== Selected extract

WESTERN Australia's dairy industry needs to focus on the future and not dwell on the past, Agriculture and Food Minister Alannah MacTiernan told farmers as she opened the recent WAFarmers' Dairy Conference 2021.
"I know that this is an industry where often there has been a focus on the past and revisiting the deregulation debate, but I think we do need to move on," Ms MacTiernan said.
"I do absolutely understand the point about supermarkets and their purchasing power and the challenge that presents.
"There are no easy answers to that and certainly we don't have a compelling data set at this particular time that would enable us to demand something like a minimum wholesale price from retailers."
Ms MacTiernan acknowledged the work dairy council president Ian Noakes and former president Mike Partridge have done with Department of Primary Industries and Regional Development (DPIRD) officers in trying to "engage" the industry in discussions on its future.
"A very positive thing to come from developing a dairy plan is getting the processors in the same room (with farmers)," she said.
"I like to think that the processors aren't the enemy of the dairy farmers, that you have a destiny that is tied together and we do have to move beyond the history to make sure we have a very constructive relationship for the mutual benefit of both the farmers and the processors.
"You've got a way to go to that next step to get the retailers in the room and as engaged (as dairy farmers and milk processors), but I think we're certainly on the right path."
Ms MacTiernan said the State government had contributed $44,000 to the cost of developing a plan for the local dairy industry and was providing a DPIRD officer to assist.
It had also contributed $40,000 to run workshops for dairy farmers who had not done Dairy Australia's Our farm, Our Plan workshops and provided a further $100,000 to Dairy Australia to engage a consultant to work one-on-one with farmers and guide them through farming systems change and human resources efficiency, she said.
As well, the minister said the government's water portfolio was providing $400,000 over the next four years so farmers could engage consultants to carry out onfarm effluent reviews with the aim of having all farms comply with Western Dairy's Dairy Farm Effluent Code of Practice.
So far, 31 farms put in new effluent systems that comply with the code.
Ms MacTiernan said the dairy industry, like other livestock industries, needed to address emissions and carbon footprint through mitigating activities like land restoration and soil carbon deposition, to ensure its future sustainability and to counter "food evangelism" promoting plant protein.
"There is active campaigning going on encouraging people to move away from dairy products and from all animal products," she said.
"That is potentially an existential threat to the industry.
"It's a threat we think it's really important to counter because all of the work that we have been doing points to the fact that we will not have a sustainable food production system without animals in that system," Ms MacTiernan said.
Another speaker at the conference, Tasmanian dairy farmer Richard Gardner, told the conference about trial feeding Asparagopsis Armata seaweed to half of his dairy herd to try to cut methane emissions.
Processed seaweed, which was mixed with canola oil and sprayed on commercial dry feed, had no impact on milk quality, Mr Gardner said, but he was unable to say if it cut the number of cow burps.

====

*Task instructions*
**A)** In the dairy conference article, reproduce word for word the stretch from "Ms MacTiernan acknowledged" through "and the processors.".
**B)** Answer these questions using the dairy conference article:
(i) How much did the State government put toward the cost of developing a plan for the local dairy industry?
(ii) How many farms have put in new effluent systems that comply with the code so far?
(iii) What was the processed seaweed mixed with before it was sprayed on commercial dry feed?

== Material shown

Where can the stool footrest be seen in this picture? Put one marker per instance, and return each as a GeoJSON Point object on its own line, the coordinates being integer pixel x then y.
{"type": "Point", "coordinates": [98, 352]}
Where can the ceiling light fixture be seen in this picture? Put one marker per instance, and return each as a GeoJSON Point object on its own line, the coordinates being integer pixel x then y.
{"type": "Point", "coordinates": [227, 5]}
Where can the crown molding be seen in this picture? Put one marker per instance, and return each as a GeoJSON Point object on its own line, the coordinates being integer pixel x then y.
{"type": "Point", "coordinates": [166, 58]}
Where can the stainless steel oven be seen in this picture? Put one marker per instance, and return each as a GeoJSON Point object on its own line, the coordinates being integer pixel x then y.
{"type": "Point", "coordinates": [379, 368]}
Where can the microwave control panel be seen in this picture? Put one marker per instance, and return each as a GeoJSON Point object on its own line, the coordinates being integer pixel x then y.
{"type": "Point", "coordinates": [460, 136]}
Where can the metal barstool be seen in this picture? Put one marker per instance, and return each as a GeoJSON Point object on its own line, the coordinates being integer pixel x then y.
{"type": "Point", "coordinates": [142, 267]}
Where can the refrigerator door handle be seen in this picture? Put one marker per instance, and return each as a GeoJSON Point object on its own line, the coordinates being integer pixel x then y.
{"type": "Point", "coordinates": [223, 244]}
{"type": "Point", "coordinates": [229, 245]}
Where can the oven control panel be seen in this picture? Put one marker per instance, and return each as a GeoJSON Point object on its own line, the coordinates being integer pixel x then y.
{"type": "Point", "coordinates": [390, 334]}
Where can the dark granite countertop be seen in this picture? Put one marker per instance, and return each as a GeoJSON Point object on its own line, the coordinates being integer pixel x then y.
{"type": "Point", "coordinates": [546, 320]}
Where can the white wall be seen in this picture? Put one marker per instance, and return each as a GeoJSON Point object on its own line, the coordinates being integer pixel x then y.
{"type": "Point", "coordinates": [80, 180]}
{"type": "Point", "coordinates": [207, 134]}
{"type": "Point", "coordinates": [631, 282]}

====

*Set of answers*
**A)**
Ms MacTiernan acknowledged the work dairy council president Ian Noakes and former president Mike Partridge have done with Department of Primary Industries and Regional Development (DPIRD) officers in trying to "engage" the industry in discussions on its future.
"A very positive thing to come from developing a dairy plan is getting the processors in the same room (with farmers)," she said.
"I like to think that the processors aren't the enemy of the dairy farmers, that you have a destiny that is tied together and we do have to move beyond the history to make sure we have a very constructive relationship for the mutual benefit of both the farmers and the processors.

**B)**
(i) $44,000
(ii) 31
(iii) Canola oil